■ WHAT IS NEEDED ■
Give the number of lines in the following entries that contain the word "boat", with nothing added.

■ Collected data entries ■
- Opening Delimiter -

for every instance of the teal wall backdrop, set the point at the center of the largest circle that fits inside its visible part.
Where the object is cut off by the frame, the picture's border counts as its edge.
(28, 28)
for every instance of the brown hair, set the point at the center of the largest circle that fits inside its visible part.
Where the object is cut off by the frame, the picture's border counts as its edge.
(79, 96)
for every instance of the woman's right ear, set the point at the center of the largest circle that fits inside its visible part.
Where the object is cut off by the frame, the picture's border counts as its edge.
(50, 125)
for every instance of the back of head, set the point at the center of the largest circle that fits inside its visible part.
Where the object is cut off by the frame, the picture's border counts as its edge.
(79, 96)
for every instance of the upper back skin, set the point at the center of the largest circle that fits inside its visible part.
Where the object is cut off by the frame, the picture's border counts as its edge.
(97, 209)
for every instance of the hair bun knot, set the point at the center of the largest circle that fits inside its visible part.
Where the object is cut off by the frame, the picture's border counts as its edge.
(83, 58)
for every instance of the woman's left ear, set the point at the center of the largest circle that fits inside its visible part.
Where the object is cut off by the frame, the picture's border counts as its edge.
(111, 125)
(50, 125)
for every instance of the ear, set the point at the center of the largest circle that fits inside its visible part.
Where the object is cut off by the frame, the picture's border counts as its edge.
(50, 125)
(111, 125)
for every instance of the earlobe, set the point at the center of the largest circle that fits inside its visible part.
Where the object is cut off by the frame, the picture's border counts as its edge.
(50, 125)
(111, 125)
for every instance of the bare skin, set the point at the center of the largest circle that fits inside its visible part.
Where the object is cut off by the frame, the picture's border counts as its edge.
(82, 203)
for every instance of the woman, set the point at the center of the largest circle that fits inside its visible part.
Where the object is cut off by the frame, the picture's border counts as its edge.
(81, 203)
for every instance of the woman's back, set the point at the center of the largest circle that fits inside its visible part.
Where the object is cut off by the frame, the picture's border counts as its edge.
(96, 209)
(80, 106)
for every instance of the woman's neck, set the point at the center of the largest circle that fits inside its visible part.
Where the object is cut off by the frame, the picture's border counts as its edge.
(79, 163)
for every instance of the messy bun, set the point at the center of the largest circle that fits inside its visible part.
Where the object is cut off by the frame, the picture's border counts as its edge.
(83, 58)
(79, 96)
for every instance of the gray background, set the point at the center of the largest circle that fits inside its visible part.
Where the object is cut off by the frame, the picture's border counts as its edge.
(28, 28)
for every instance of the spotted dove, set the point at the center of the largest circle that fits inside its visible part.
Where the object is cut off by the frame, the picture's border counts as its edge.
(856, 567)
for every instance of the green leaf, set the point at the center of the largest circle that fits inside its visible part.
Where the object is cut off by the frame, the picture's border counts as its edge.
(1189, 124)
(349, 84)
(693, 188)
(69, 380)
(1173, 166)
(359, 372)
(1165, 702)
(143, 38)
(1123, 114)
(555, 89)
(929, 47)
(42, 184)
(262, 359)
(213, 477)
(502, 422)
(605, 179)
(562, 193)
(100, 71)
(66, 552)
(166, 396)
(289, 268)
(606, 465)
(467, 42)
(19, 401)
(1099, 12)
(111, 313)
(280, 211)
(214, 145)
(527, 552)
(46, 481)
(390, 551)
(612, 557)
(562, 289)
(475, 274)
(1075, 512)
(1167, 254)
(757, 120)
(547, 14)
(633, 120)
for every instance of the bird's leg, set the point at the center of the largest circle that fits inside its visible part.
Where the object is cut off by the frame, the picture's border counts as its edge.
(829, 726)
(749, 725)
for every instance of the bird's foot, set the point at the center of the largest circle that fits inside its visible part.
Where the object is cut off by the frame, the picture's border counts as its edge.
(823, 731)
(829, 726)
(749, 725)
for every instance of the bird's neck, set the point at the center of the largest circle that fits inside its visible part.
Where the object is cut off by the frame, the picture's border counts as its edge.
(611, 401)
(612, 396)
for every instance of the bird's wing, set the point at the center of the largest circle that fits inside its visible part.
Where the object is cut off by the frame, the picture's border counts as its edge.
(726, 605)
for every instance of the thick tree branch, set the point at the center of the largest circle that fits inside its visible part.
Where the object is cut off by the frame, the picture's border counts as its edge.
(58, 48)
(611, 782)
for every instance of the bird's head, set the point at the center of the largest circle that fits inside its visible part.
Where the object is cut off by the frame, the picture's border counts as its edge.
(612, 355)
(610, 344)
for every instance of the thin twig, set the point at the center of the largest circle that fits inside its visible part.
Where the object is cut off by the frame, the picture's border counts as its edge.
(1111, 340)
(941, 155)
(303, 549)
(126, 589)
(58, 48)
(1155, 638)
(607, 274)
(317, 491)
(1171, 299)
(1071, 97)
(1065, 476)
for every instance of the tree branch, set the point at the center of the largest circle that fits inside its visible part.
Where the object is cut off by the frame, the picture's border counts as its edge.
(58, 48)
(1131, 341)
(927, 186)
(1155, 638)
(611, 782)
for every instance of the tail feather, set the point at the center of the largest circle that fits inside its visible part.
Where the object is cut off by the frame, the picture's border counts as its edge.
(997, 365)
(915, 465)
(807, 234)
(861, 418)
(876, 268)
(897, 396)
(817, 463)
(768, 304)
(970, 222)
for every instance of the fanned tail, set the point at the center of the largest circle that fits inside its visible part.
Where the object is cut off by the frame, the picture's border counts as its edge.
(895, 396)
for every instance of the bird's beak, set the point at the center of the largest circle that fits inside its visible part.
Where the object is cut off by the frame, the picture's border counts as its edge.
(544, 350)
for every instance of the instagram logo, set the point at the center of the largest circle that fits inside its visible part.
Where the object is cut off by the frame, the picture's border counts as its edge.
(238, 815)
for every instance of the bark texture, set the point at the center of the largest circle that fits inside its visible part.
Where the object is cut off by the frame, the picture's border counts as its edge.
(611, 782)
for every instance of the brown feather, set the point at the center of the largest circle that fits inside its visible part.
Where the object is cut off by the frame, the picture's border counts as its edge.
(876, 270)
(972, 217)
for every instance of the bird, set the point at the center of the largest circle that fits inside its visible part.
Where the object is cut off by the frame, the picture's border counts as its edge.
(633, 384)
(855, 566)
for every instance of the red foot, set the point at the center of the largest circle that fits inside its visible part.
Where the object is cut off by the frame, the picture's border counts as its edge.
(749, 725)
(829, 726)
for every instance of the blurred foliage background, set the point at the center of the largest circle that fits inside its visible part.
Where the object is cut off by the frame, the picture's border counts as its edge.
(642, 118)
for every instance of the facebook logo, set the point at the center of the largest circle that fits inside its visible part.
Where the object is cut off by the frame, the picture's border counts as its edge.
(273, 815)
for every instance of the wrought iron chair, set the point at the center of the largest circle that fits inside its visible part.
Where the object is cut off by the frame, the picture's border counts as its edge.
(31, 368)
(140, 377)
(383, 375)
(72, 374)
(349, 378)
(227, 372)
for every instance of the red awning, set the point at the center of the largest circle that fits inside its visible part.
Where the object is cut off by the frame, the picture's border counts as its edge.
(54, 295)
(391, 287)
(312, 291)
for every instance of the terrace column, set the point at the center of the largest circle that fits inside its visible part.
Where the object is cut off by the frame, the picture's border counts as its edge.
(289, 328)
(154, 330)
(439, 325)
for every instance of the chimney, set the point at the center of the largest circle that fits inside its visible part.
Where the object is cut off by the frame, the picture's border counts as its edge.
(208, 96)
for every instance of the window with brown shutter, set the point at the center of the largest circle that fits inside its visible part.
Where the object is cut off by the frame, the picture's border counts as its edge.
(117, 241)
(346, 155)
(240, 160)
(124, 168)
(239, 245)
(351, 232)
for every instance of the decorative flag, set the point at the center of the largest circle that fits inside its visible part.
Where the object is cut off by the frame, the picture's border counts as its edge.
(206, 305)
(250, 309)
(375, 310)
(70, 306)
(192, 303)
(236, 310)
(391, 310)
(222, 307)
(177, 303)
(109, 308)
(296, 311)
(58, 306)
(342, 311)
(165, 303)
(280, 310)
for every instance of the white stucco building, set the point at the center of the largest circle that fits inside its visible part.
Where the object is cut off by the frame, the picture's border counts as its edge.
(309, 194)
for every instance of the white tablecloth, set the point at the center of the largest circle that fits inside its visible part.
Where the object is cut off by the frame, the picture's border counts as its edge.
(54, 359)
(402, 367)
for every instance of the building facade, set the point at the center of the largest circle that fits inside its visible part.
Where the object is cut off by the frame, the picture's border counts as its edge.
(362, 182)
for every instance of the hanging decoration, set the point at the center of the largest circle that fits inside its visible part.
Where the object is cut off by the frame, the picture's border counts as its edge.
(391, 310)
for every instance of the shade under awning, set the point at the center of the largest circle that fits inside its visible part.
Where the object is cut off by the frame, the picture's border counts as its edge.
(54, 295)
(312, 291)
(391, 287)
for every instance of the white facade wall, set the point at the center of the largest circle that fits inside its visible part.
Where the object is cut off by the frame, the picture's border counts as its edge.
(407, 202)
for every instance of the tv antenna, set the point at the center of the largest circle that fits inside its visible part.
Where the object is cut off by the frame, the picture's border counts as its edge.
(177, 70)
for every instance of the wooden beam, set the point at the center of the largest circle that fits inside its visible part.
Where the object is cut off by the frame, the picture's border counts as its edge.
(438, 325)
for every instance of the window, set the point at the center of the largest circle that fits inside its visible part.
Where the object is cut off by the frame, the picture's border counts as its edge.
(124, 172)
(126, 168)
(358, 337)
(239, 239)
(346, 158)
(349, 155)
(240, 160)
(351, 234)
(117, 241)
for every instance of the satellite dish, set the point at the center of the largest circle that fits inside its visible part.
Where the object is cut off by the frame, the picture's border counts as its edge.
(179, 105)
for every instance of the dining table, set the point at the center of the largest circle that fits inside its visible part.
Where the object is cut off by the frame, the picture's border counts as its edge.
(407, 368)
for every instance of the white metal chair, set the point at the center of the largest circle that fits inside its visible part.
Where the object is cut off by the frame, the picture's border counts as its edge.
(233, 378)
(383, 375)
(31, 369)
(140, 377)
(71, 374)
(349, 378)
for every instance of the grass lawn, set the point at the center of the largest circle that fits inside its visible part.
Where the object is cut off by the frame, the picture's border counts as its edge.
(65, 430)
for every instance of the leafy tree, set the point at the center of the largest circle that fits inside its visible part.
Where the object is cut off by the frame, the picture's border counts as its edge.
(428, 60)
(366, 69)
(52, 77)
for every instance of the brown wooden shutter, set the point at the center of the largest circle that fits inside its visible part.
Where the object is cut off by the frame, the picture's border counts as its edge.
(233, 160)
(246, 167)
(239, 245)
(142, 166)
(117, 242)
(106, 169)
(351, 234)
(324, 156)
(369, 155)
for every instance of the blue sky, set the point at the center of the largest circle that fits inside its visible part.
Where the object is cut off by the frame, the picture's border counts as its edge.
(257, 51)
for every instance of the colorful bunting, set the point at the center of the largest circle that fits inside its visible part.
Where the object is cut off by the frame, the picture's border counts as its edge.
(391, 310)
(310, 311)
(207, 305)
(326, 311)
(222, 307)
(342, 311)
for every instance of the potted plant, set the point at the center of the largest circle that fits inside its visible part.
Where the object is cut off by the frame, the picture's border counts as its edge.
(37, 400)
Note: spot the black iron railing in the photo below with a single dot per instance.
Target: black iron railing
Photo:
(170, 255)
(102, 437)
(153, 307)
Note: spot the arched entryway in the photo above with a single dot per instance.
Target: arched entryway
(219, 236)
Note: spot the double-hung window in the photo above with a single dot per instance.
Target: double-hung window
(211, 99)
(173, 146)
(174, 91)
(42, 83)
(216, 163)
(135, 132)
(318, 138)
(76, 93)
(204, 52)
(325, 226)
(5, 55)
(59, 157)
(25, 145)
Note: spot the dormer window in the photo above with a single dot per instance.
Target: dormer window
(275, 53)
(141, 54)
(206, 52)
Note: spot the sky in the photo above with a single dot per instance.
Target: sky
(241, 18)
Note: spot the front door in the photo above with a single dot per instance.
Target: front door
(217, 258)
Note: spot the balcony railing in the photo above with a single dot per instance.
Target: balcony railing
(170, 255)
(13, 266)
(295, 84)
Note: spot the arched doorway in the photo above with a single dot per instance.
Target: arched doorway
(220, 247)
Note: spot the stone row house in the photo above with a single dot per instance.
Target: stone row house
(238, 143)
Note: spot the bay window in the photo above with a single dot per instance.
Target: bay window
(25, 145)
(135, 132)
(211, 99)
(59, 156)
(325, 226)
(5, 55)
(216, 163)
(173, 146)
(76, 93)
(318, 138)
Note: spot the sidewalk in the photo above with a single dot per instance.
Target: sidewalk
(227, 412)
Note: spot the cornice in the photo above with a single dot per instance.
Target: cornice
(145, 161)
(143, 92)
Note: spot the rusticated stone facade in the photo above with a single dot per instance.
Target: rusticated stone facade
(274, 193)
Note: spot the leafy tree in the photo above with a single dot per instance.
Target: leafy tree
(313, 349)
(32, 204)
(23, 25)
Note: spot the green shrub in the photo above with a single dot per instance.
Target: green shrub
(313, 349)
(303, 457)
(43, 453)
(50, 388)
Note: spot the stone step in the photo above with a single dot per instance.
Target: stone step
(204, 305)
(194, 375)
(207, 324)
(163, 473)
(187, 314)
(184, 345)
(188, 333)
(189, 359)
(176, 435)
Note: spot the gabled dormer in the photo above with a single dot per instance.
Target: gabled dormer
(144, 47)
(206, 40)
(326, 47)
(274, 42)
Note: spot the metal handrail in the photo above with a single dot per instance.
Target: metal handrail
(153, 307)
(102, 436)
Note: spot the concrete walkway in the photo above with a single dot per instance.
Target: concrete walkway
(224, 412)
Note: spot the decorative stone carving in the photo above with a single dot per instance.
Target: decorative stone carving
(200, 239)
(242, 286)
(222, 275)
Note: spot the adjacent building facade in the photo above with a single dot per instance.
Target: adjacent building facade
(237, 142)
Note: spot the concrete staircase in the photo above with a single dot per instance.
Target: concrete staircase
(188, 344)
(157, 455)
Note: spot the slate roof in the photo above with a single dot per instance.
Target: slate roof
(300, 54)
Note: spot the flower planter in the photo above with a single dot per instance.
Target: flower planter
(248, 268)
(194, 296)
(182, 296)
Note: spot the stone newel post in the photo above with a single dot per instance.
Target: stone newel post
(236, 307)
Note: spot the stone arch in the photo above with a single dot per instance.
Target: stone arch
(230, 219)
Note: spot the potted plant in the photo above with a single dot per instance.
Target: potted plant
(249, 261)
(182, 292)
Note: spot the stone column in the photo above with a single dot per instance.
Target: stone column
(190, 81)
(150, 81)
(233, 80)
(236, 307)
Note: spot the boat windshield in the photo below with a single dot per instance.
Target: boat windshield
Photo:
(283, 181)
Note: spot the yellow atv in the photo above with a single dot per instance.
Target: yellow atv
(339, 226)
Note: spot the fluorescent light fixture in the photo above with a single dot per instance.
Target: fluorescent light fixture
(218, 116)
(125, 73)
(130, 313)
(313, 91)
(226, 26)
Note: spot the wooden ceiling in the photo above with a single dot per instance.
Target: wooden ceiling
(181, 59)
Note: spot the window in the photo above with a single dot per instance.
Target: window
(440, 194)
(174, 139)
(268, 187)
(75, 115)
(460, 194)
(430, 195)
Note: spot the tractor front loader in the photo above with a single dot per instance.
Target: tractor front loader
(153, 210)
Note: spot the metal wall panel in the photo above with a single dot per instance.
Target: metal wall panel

- Closing Delimiter -

■ FINISHED TASK ■
2